▶ [Goal]
Arrange the material below as a two-column CSV with the header input,output. Give one row for each entry, putting its text and its answer each in a single quoted field with line breaks turned into spaces, and leave out the pictures.

▶ [Data to process]
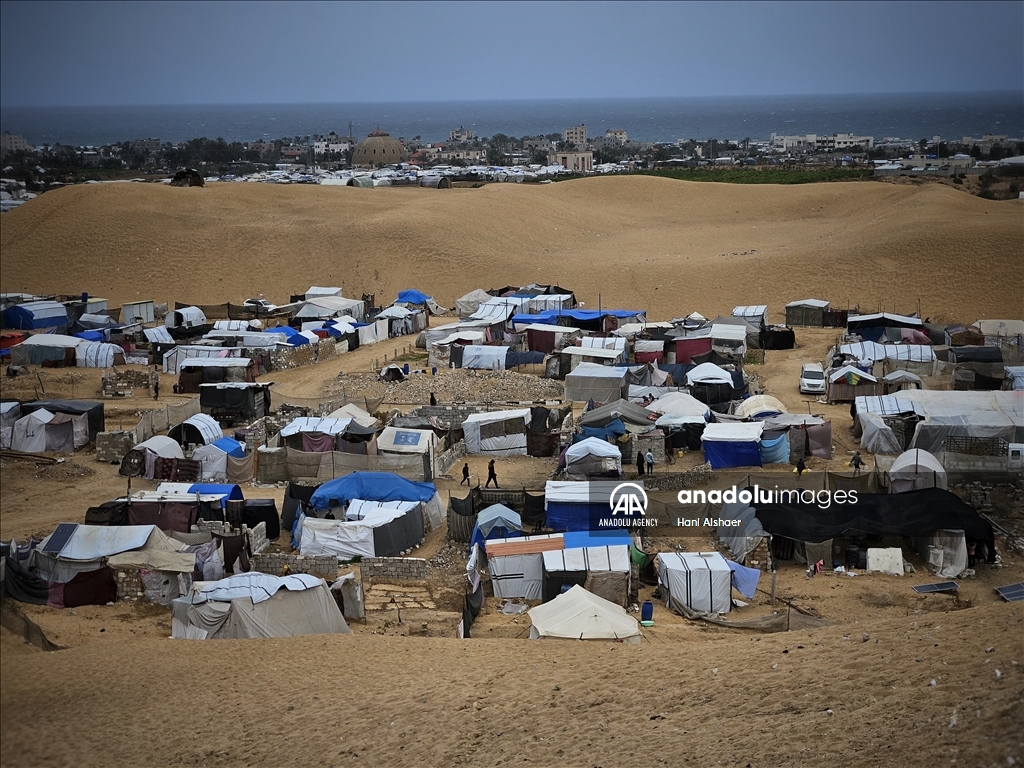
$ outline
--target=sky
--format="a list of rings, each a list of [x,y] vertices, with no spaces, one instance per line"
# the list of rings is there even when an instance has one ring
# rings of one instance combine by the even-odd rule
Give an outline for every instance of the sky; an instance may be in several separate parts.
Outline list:
[[[977,90],[1024,3],[0,3],[0,106]]]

▶ [Expected answer]
input,output
"$ outline --target=sky --format=""a list of rings, each a list of [x,y] vertices, with no spaces, one instance per line"" # the list of rings is there even when an instance has one ring # rings of one instance combine by the even-odd rule Give an outline for every instance of the sky; an instance may be in several separate parts. Outline list:","[[[977,90],[1024,3],[0,3],[0,106]]]"